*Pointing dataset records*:
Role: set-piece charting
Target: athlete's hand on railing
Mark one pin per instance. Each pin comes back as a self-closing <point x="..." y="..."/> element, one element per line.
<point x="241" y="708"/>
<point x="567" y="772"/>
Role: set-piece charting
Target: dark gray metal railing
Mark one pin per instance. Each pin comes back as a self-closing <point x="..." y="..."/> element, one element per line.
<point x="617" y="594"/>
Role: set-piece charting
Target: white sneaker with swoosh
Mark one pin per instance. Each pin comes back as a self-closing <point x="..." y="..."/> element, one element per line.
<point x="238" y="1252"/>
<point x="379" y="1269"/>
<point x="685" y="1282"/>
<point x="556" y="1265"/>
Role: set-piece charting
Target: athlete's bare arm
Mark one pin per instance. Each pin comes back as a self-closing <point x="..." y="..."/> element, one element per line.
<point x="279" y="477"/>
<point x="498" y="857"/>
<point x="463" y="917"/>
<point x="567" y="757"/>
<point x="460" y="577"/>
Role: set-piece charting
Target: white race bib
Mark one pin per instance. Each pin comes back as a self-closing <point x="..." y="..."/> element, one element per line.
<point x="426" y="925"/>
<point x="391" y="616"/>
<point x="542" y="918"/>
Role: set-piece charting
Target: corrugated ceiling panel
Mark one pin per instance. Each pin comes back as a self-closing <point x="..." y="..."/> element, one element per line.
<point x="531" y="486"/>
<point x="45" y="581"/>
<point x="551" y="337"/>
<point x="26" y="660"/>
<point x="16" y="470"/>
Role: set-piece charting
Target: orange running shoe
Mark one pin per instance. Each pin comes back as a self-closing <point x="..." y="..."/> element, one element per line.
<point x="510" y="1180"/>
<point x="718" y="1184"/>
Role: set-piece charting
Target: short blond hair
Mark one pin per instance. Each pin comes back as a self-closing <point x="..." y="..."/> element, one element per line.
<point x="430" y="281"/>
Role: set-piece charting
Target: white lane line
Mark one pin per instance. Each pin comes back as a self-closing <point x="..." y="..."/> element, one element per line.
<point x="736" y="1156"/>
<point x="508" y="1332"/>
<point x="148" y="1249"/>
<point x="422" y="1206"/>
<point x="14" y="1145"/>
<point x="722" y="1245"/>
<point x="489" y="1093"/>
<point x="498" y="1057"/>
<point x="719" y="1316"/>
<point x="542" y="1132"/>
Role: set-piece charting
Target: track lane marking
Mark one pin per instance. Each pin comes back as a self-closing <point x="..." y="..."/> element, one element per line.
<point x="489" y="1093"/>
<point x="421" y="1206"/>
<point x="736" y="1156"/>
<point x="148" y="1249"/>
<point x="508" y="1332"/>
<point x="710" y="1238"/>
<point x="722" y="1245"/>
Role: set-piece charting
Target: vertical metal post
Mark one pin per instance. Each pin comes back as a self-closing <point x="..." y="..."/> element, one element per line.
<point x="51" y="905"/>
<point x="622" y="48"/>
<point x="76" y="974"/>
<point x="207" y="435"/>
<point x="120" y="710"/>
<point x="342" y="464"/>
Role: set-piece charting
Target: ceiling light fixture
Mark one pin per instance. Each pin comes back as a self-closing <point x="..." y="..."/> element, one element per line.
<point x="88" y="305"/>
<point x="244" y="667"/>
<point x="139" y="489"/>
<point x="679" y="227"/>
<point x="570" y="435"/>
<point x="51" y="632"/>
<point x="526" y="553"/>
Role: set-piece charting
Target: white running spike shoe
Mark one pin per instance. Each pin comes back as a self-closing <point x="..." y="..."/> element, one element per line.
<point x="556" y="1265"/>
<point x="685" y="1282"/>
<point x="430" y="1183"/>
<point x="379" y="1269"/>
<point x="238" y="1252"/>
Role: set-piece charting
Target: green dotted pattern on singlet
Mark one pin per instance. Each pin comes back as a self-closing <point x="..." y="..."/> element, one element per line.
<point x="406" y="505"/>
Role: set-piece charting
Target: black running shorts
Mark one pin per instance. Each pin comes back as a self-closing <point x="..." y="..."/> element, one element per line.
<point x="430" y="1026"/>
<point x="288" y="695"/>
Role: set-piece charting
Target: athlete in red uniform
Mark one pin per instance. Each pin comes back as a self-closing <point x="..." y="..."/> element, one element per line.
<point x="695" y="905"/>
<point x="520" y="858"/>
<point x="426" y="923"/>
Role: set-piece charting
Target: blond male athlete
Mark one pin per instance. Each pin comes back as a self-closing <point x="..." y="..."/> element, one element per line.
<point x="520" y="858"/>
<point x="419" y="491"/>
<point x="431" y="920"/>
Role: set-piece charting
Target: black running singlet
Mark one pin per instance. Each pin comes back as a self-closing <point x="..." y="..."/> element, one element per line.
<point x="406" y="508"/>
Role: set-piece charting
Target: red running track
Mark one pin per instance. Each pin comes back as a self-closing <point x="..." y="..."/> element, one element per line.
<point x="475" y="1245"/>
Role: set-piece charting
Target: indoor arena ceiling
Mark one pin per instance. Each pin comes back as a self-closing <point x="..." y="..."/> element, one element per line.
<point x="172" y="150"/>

*Exercise brief*: Write out every entry again exactly, please, with nothing missing.

*Complete response*:
Role: set-piece charting
Target: athlete's hand on railing
Mark one pin per instance. Each pin comes back as a self-closing <point x="..." y="..."/> element, one element per line.
<point x="241" y="708"/>
<point x="567" y="772"/>
Role: set-piece charting
Target: dark gray metal railing
Mark one pin per instance. Each pin comes back as a self-closing <point x="..." y="..."/> element, one element per line.
<point x="617" y="594"/>
Role: set-piece charting
Target: white sneaker with swoosh
Mark one pin per instance. Each pin comes back as a self-closing <point x="..." y="..."/> element, one element per line.
<point x="238" y="1252"/>
<point x="379" y="1269"/>
<point x="685" y="1282"/>
<point x="556" y="1265"/>
Role: set-piece charting
Target: athlete's bare arm
Mark one pin per instance. Each pin comes back as a self-closing <point x="..." y="..."/> element, one element per line.
<point x="279" y="477"/>
<point x="498" y="857"/>
<point x="463" y="917"/>
<point x="567" y="757"/>
<point x="460" y="577"/>
Role: set-piece charting
Target: white race bib
Mark one pin per instance. Each pin comes back as a self-closing <point x="..." y="..."/> element, one element per line.
<point x="426" y="925"/>
<point x="391" y="616"/>
<point x="542" y="918"/>
Role: set-piece charting
Target: corrugated ceiling panel
Mark one pin per instance. Each pin comes back as a self-closing <point x="..." y="..."/> element, one element per line.
<point x="531" y="486"/>
<point x="45" y="581"/>
<point x="551" y="337"/>
<point x="26" y="660"/>
<point x="16" y="470"/>
Role: set-piece charting
Target: orange running shoe
Mark one pin per instance. Each pin comes back as a self-closing <point x="..." y="..."/> element, one element per line.
<point x="510" y="1180"/>
<point x="718" y="1184"/>
Role: set-piece charting
Target: short blond hair
Mark one pin per instance. Each pin comes back as a self-closing <point x="..." y="..."/> element, one element per line.
<point x="430" y="281"/>
Role: set-piece charting
Target: white lane line
Mark one pin per instance. Each pin comes back as a self-closing <point x="..." y="..."/> element, one element per line.
<point x="736" y="1156"/>
<point x="508" y="1332"/>
<point x="148" y="1249"/>
<point x="422" y="1206"/>
<point x="14" y="1145"/>
<point x="722" y="1245"/>
<point x="489" y="1093"/>
<point x="498" y="1057"/>
<point x="719" y="1316"/>
<point x="542" y="1132"/>
Role: set-piece charting
Target: track lane marking
Mark one pin per instance. Each pin comes back as a self-closing <point x="..." y="..."/> element, one element per line.
<point x="489" y="1093"/>
<point x="421" y="1206"/>
<point x="736" y="1156"/>
<point x="148" y="1249"/>
<point x="508" y="1332"/>
<point x="710" y="1238"/>
<point x="722" y="1245"/>
Role: set-piece charting
Target: vertical metal post
Mark one pin per instance. Each pin comes back as a self-closing <point x="..." y="..."/> element, one element per line.
<point x="51" y="905"/>
<point x="622" y="48"/>
<point x="76" y="974"/>
<point x="207" y="435"/>
<point x="120" y="710"/>
<point x="342" y="464"/>
Role: set-piece charting
Target: ceiling light fixture
Mark one pin per instance. Each pin comes back as a self-closing <point x="..." y="..."/> element, one element per line.
<point x="88" y="305"/>
<point x="244" y="667"/>
<point x="139" y="489"/>
<point x="679" y="227"/>
<point x="570" y="435"/>
<point x="51" y="632"/>
<point x="526" y="553"/>
Role: set-piece charting
Target: white running spike shoe
Mark one pin per instance. Each pin comes back as a self-closing <point x="..." y="..."/> element, one element per line.
<point x="556" y="1265"/>
<point x="685" y="1282"/>
<point x="430" y="1183"/>
<point x="379" y="1269"/>
<point x="238" y="1252"/>
Role: set-piece charting
Target: green dotted pattern on singlet
Mark one pin per instance. Each pin comes back as a self-closing <point x="..." y="..."/> element, one element per line.
<point x="406" y="505"/>
Role: set-piece charting
Target: black running shorts
Mark one pin per instance. Each pin comes back as a self-closing <point x="..." y="..."/> element, one element per line.
<point x="430" y="1026"/>
<point x="288" y="695"/>
Role: set-piece charting
Target: athlete in red uniform
Mark one pin per instance. Each pin comes back as a self-closing <point x="..." y="..."/> element, one element per line.
<point x="695" y="905"/>
<point x="520" y="858"/>
<point x="426" y="923"/>
Role: set-piece charting
Target: blond male athlete
Mark one pin per instance. Each pin comes back as a self-closing <point x="..." y="..."/> element, one element per line.
<point x="520" y="858"/>
<point x="419" y="491"/>
<point x="431" y="920"/>
Role: set-piece charting
Target: black running singlet
Mark one pin per instance. Each pin comes back as a self-closing <point x="..." y="..."/> element, one element per line.
<point x="406" y="508"/>
Role: set-piece charting
Target: red running track
Mark one pin per instance. Each pin comes back as a self-closing <point x="..." y="..."/> element, one element per line.
<point x="475" y="1245"/>
Role: set-piece charting
Target: indoor arena ceiling
Mark one pin per instance. Each pin comes back as a self-closing <point x="..." y="..."/> element, one element per line.
<point x="172" y="150"/>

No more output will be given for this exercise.